EXTRAIT DE PAGE
..............................

Le secteur bancaire de l’Espace économique européen (qui inclut les 27 États membres de l’Union européenne et l’Islande, le Liechtenstein et la Norvège) reste « très vulnérable aux chocs externes en raison de l’incertitude persistante ».
En effet, selon l’ABE, les risques géopolitiques et géo-économiques affectent désormais non seulement « la volatilité des marchés », mais aussi « la qualité des actifs des banques », « leurs stratégies de prêt » et « leur gestion des risques ».
Ainsi, l’exposition directe et indirecte des banques de l’UE/EEE aux États-Unis amplifie leur vulnérabilité aux chocs externes, « comme le montrent les réactions des cours des actions aux annonces de tarifs douaniers américains », ajoute-t-elle.
L’institution reconnait cependant que les banques « renforcent leur gouvernance, et intègrent la planification de scénarios ». De plus, les banques de l’UE et de l’espace économique européen « maintiennent une base de capital solide, avec des ratios de capital atteignant des niveaux record grâce à une forte croissance organique du capital ». « Malgré la baisse des revenus nets d’intérêts, les banques ont maintenu des bénéfices élevés grâce à des revenus résilients de frais et commissions et à un contrôle des coûts », ajoute l’ABE.
Par ailleurs, les risques opérationnels restent également élevés, alimentés par les menaces cyber, la fraude et les risques juridiques, souligne le rapport. « Les attaques par déni de service distribué (DDoS) et les ransomwares (rançongiciels) sont prédominants », mais « le Digital Operational Resilience Act (Dora) améliore la réponse aux incidents ». Le règlement Dora, entré en vigueur en janvier, est une réponse réglementaire européenne à la montée des cyberattaques que subissent les acteurs du secteur financier. Son but est de limiter le risque de contagion d’un incident ou d’une cyberattaque.
L’approche de la Banque centrale européenne : vers une institutionnalisation du risque géopolitique
La Banque centrale européenne va demander aux grandes banques sous sa surveillance d’évaluer comment les risques géopolitiques peuvent affecter leur modèle économique et comment elles agiraient pour en réduire l’impact, a-t-elle annoncé (3).
Concrètement, il sera demandé à 110 banques de la zone euro d’identifier « les événements de risque géopolitique les plus pertinents susceptibles de conduire à une érosion d’au moins 300 points de base » du ratio de fonds propres disponibles pour absorber ces chocs.

L’économie mondiale a subi ces dernières années les répercussions de crises géopolitiques multiples, comme l’invasion russe de l’Ukraine, les cyberattaques attribuées à la Russie, les conflits régionaux — par exemple au Yémen ou dans la bande de Gaza — ou encore les tensions commerciales et technologiques entre les États-Unis et la Chine.

..............................

DONNÉES
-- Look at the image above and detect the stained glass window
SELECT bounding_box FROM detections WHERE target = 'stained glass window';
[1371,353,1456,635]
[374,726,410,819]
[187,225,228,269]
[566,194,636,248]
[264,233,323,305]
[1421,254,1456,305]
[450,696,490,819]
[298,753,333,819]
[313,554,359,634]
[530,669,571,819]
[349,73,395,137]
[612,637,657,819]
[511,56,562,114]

..............................

À FAIRE
Recopiez fidèlement le passage de l'extrait sur le secteur bancaire européen, en commençant à « Concrètement, il sera » et en terminant à « et la Chine. ».

RÉPONSE À L'EXERCICE
Concrètement, il sera demandé à 110 banques de la zone euro d’identifier « les événements de risque géopolitique les plus pertinents susceptibles de conduire à une érosion d’au moins 300 points de base » du ratio de fonds propres disponibles pour absorber ces chocs.

L’économie mondiale a subi ces dernières années les répercussions de crises géopolitiques multiples, comme l’invasion russe de l’Ukraine, les cyberattaques attribuées à la Russie, les conflits régionaux — par exemple au Yémen ou dans la bande de Gaza — ou encore les tensions commerciales et technologiques entre les États-Unis et la Chine.